Una presenza così problematica, si diceva, doveva essere controbilanciata. E dentro Fdi trovarono sempre più asilo espressioni politiche tutt'altro che di tradizione di Destra. Serviva controbilanciare in termini di dirigenza, in termini di ruoli istituzionali ed in termini elettorali. Nel convincimento autoindotto, altra questione degna di approfondimento psicoanalitico, di avere sempre e comunque il polso di un Partito destinato a crescere, il "cerchietto magico" attorno alla Meloni si prodigò di far entrare espressioni con passati diversi, se non contrastanti, con la tradizione missina e di An, qualche volta pizzicando delusi dal PDL, altre volte esercitando suggestione per eletti in altre fila che avessero smarrito la strada di casa, altre volte ancora reclutando figure in cerca di riabilitazione e riciclo. Legittimo, per carità.

=-=-=-=-=

### Compiti:
**1.** Secondo il brano su Fdi, in quali termini serviva controbilanciare?
**2.** Prosegui il brano su Fdi dopo la sua ultima frase, con un paragrafo nello stesso registro.

=-=-=-=-=

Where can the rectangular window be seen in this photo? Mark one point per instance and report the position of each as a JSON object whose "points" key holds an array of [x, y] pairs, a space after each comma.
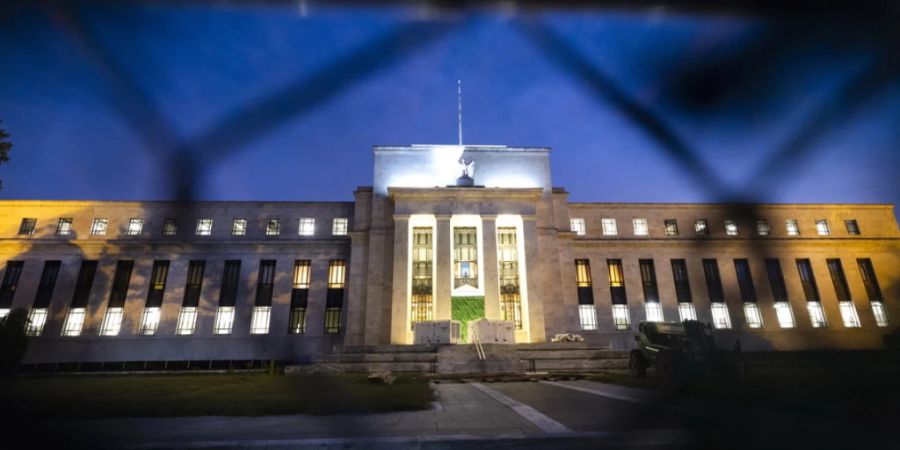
{"points": [[339, 226], [730, 227], [135, 226], [64, 227], [792, 228], [37, 318], [239, 227], [616, 282], [170, 227], [785, 314], [259, 321], [187, 321], [307, 226], [26, 228], [224, 320], [204, 227], [701, 228], [334, 300], [47, 284], [609, 227], [671, 227], [822, 227], [98, 227], [74, 322], [621, 320], [640, 227], [273, 227], [577, 226], [230, 281]]}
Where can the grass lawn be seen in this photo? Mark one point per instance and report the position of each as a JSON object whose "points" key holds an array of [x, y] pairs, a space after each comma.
{"points": [[98, 396]]}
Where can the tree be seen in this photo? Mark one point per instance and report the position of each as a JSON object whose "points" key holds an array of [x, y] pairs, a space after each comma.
{"points": [[13, 341]]}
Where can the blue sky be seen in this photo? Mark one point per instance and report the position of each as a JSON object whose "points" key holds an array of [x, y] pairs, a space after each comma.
{"points": [[79, 134]]}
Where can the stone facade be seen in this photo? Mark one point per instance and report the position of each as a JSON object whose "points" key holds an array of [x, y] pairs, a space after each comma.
{"points": [[414, 189]]}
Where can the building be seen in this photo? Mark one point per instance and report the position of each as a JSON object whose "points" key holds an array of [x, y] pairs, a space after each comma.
{"points": [[444, 232]]}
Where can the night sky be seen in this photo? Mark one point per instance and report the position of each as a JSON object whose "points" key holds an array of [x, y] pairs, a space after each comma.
{"points": [[284, 103]]}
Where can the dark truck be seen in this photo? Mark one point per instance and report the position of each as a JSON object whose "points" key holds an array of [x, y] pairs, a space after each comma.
{"points": [[682, 351]]}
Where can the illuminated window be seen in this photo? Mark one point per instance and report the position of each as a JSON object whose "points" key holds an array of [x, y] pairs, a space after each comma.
{"points": [[239, 227], [135, 226], [785, 314], [224, 320], [170, 227], [64, 227], [609, 227], [98, 227], [587, 315], [671, 227], [204, 227], [880, 314], [112, 322], [26, 228], [36, 321], [721, 319], [150, 321], [187, 321], [731, 228], [640, 227], [822, 227], [792, 228], [621, 321], [74, 322], [752, 314], [339, 226], [259, 322], [577, 226], [700, 227], [273, 227], [307, 226]]}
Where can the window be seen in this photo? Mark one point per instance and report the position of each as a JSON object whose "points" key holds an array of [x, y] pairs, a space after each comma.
{"points": [[640, 227], [187, 321], [701, 228], [339, 226], [98, 227], [784, 314], [273, 227], [204, 227], [224, 320], [259, 321], [307, 226], [112, 322], [134, 227], [74, 322], [822, 227], [170, 227], [792, 228], [36, 321], [671, 227], [731, 227], [577, 226], [64, 227], [334, 299], [239, 227], [26, 228], [609, 227], [721, 320]]}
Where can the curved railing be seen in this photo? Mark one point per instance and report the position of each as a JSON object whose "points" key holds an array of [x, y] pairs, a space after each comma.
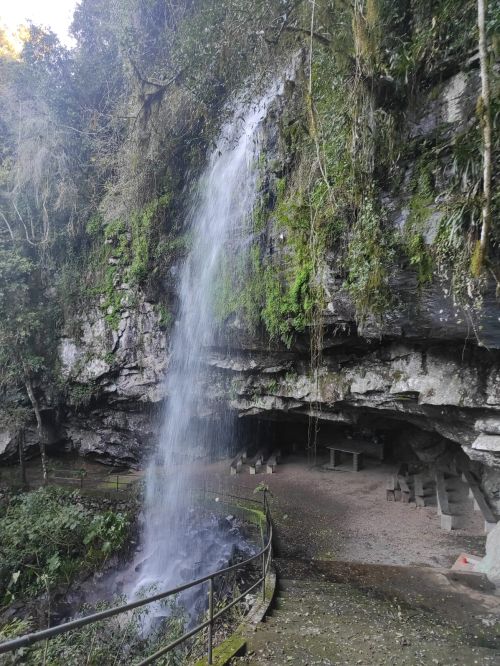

=-=-=-=-=

### Risposte:
**1.** In termini di dirigenza, di ruoli istituzionali e di risultati elettorali.

**2.**
In Campania, regione simbolo, i due esempi più significativi furono i consiglieri regionali Luciano Passariello di Napoli e Alberigo Gambino di Salerno. Campioni di preferenze, questo sì, ma di sicuro afferenti a mondi diversi, o anche troppo diversi, rispetto a quello che Fdi sarebbe dovuto essere e non è stato, né probabilmente sarà. A Caserta fece una certa sensazione l'ingresso della deputata Giovanna Petrenga, non certo famosa per le sue doti di eloquenza, ma meno ancora riconducibile alla militanza nella Destra. Anche a Benevento, dopo un continuo "vai-e-vieni" di Pasquale Viespoli e l'allontanamento di Luca Ricciardi (che oggi invece felicemente guida la Lega nel Sannio) il Partito della Meloni non ha voluto, in verità, rappresentare l'anima tradizionale della Destra, fino ad esprimere un gruppo dirigente che, incapace di fare una lista al Consiglio Comunale, decise ugualmente di sostenere Clemente Mastella. Mastella, eh. Per finire, un altro capolavoro fu Avellino: gli irpini si sono dovuti sorbire (e subire) una sequela di riciclati lontani anni luce dal mondo storico della Destra: prima l'ex riformatore azzurro Orazio Sorece alla guida del Partito, poi Massimiliano Carullo (il sindaco pro-immigrati di Mercogliano) capolista alla Camera e per finire Costantino Preziosi, ex demitiano, candidato sindaco fuori dal CentroDestra.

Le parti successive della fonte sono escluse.